OBJECTIVE: Turn every one of the records below into a numbered list, one line per number, with blank lines and pictures left out.

EXERCISE INPUT:

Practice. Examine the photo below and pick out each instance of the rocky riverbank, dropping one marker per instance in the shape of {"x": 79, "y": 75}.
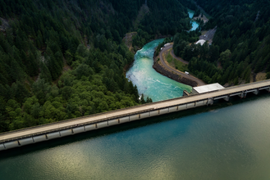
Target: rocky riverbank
{"x": 172, "y": 75}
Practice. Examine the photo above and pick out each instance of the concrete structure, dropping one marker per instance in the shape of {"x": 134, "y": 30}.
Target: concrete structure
{"x": 69, "y": 127}
{"x": 208, "y": 88}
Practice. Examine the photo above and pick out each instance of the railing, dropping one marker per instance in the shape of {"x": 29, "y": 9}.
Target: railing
{"x": 112, "y": 117}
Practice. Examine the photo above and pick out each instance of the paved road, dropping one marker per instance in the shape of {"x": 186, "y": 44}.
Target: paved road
{"x": 162, "y": 55}
{"x": 126, "y": 112}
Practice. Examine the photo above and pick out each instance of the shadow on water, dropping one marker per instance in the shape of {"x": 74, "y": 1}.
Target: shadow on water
{"x": 218, "y": 104}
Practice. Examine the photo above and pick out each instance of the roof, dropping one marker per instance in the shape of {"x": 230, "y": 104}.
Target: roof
{"x": 201, "y": 42}
{"x": 208, "y": 88}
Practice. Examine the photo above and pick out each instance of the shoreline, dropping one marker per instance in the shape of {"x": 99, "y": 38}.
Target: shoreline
{"x": 172, "y": 73}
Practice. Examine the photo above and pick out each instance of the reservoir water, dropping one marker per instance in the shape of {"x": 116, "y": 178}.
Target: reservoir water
{"x": 226, "y": 142}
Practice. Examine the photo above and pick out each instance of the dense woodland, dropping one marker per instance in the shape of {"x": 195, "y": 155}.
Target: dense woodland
{"x": 63, "y": 59}
{"x": 240, "y": 47}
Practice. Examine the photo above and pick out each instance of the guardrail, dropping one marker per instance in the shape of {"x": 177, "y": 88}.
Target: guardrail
{"x": 111, "y": 117}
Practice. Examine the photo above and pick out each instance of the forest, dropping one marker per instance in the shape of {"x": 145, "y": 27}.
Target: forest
{"x": 240, "y": 48}
{"x": 62, "y": 59}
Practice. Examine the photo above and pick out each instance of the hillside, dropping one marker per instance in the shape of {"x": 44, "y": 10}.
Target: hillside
{"x": 65, "y": 58}
{"x": 240, "y": 48}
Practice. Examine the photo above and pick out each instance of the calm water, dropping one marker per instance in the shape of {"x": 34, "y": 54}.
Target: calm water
{"x": 230, "y": 142}
{"x": 195, "y": 25}
{"x": 224, "y": 142}
{"x": 148, "y": 81}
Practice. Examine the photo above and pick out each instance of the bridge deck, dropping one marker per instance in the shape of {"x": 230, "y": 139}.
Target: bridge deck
{"x": 133, "y": 110}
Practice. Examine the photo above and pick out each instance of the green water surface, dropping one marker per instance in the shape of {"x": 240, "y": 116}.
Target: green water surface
{"x": 148, "y": 81}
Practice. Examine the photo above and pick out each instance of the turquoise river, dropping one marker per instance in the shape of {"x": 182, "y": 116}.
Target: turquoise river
{"x": 226, "y": 141}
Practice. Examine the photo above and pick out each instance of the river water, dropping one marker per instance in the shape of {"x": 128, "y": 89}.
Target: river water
{"x": 225, "y": 141}
{"x": 195, "y": 25}
{"x": 148, "y": 81}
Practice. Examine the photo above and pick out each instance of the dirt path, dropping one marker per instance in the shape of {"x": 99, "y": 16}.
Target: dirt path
{"x": 164, "y": 63}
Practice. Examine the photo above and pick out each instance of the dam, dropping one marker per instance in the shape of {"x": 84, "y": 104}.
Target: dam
{"x": 47, "y": 132}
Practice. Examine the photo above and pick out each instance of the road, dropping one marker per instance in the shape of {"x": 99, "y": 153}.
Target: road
{"x": 126, "y": 112}
{"x": 162, "y": 55}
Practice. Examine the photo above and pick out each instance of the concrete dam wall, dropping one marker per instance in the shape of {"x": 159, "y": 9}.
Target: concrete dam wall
{"x": 89, "y": 123}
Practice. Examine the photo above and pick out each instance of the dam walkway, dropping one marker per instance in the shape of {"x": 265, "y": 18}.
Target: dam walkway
{"x": 73, "y": 126}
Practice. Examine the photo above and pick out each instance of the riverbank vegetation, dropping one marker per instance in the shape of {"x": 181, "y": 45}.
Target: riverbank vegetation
{"x": 240, "y": 48}
{"x": 176, "y": 63}
{"x": 66, "y": 59}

SOLVED PROBLEM:
1. Practice. Examine the photo below and pick out each instance of the rocky riverbank, dropping one marker per instance in the shape of {"x": 79, "y": 75}.
2. Target: rocky riverbank
3. {"x": 172, "y": 75}
4. Practice. Examine the photo above and pick out each instance of the concrete structure, dropping one marker per instance in the shape of {"x": 134, "y": 30}.
5. Target: concrete structure
6. {"x": 69, "y": 127}
7. {"x": 208, "y": 88}
8. Practice. Examine the photo above and pick out each instance of the railing, dropping one marker per instance in the shape of {"x": 29, "y": 9}.
9. Target: railing
10. {"x": 112, "y": 117}
11. Practice. Examine the photo above and pick out each instance of the paved road, dropping one marker per instance in the shape of {"x": 186, "y": 44}.
12. Target: paved road
13. {"x": 162, "y": 55}
14. {"x": 126, "y": 112}
15. Practice. Examine the photo above and pick out each instance of the shadow on water, dropping one marker per instance in the shape of {"x": 74, "y": 1}.
16. Target: shadow on water
17. {"x": 218, "y": 104}
18. Practice. Examine the photo above and pick out each instance of the roof, dropping one marker per instance in the shape of {"x": 230, "y": 104}.
19. Target: roof
20. {"x": 201, "y": 42}
21. {"x": 208, "y": 88}
22. Practice. Examine the photo above and pick out each instance of the shoreline, dropping one marker per instance in the shape of {"x": 99, "y": 38}.
23. Target: shoreline
24. {"x": 172, "y": 73}
25. Practice. Examine the photo above and pick out each instance of the reservoir water, dropping one marker per instance in the shape of {"x": 116, "y": 178}.
26. Target: reservoir water
27. {"x": 226, "y": 142}
28. Practice. Examine the photo above and pick out each instance of the dense woodland, dropping one marker per instance in the shape of {"x": 195, "y": 155}.
29. Target: dense woodland
30. {"x": 63, "y": 59}
31. {"x": 240, "y": 47}
32. Practice. Examine the photo above and pick out each instance of the guardrail, dropping one marker per instance in the shape of {"x": 177, "y": 88}.
33. Target: guardrail
34. {"x": 111, "y": 117}
35. Practice. Examine the photo above and pick out each instance of the forest, dropping one marker per instance in the shape of {"x": 145, "y": 27}.
36. Target: forest
37. {"x": 240, "y": 48}
38. {"x": 62, "y": 59}
39. Practice. Examine the photo above and pick out each instance of the hillside, dropping one marker per instance in the shape of {"x": 44, "y": 10}.
40. Target: hillside
41. {"x": 65, "y": 58}
42. {"x": 240, "y": 48}
43. Practice. Examine the photo above and pick out each instance of the calm water, dropping one marker per instance in the shape of {"x": 34, "y": 54}.
44. Target: calm water
45. {"x": 230, "y": 142}
46. {"x": 195, "y": 25}
47. {"x": 224, "y": 142}
48. {"x": 148, "y": 81}
49. Practice. Examine the photo above and pick out each instance of the bridge deck, dropping one marker per instance in the shape of {"x": 230, "y": 139}.
50. Target: bridge deck
51. {"x": 133, "y": 110}
52. Practice. Examine the photo above and pick out each instance of the green water surface, dropping one marker per instance in the shape of {"x": 240, "y": 116}.
53. Target: green water surface
54. {"x": 148, "y": 81}
55. Practice. Examine the photo above and pick out each instance of the turquoise river, dropping one marker per instance in the shape of {"x": 182, "y": 116}.
56. Target: turquoise river
57. {"x": 226, "y": 141}
58. Practice. Examine the photo above and pick out each instance of the river water, dropping one marker per instance in the shape of {"x": 128, "y": 89}.
59. Target: river water
60. {"x": 225, "y": 141}
61. {"x": 195, "y": 25}
62. {"x": 148, "y": 81}
63. Practice. Examine the photo above and pick out each instance of the dirt path, dropping one marker per instance in the shape of {"x": 99, "y": 16}.
64. Target: dirt path
65. {"x": 164, "y": 63}
66. Practice. Examine the photo above and pick out each instance of the dam, dropping one marker per instance in the shape of {"x": 84, "y": 104}.
67. Target: dam
68. {"x": 47, "y": 132}
69. Practice. Examine the photo above and pick out each instance of the road, dropping one marker per instance in the shape of {"x": 99, "y": 153}.
70. Target: road
71. {"x": 126, "y": 112}
72. {"x": 162, "y": 55}
73. Practice. Examine the photo above and pick out each instance of the concrete dam wall, dropping one marker per instance in the shape of {"x": 159, "y": 9}.
74. Target: concrete dam wall
75. {"x": 89, "y": 123}
76. Practice. Examine the photo above and pick out each instance of the dam walkway, dropping one marker per instance in the shape of {"x": 265, "y": 18}.
77. Target: dam walkway
78. {"x": 73, "y": 126}
79. Practice. Examine the photo above and pick out each instance of the riverbank vegetation, dropping one marker per instance in the shape of {"x": 181, "y": 45}.
80. Target: riverbank vegetation
81. {"x": 240, "y": 48}
82. {"x": 176, "y": 63}
83. {"x": 66, "y": 59}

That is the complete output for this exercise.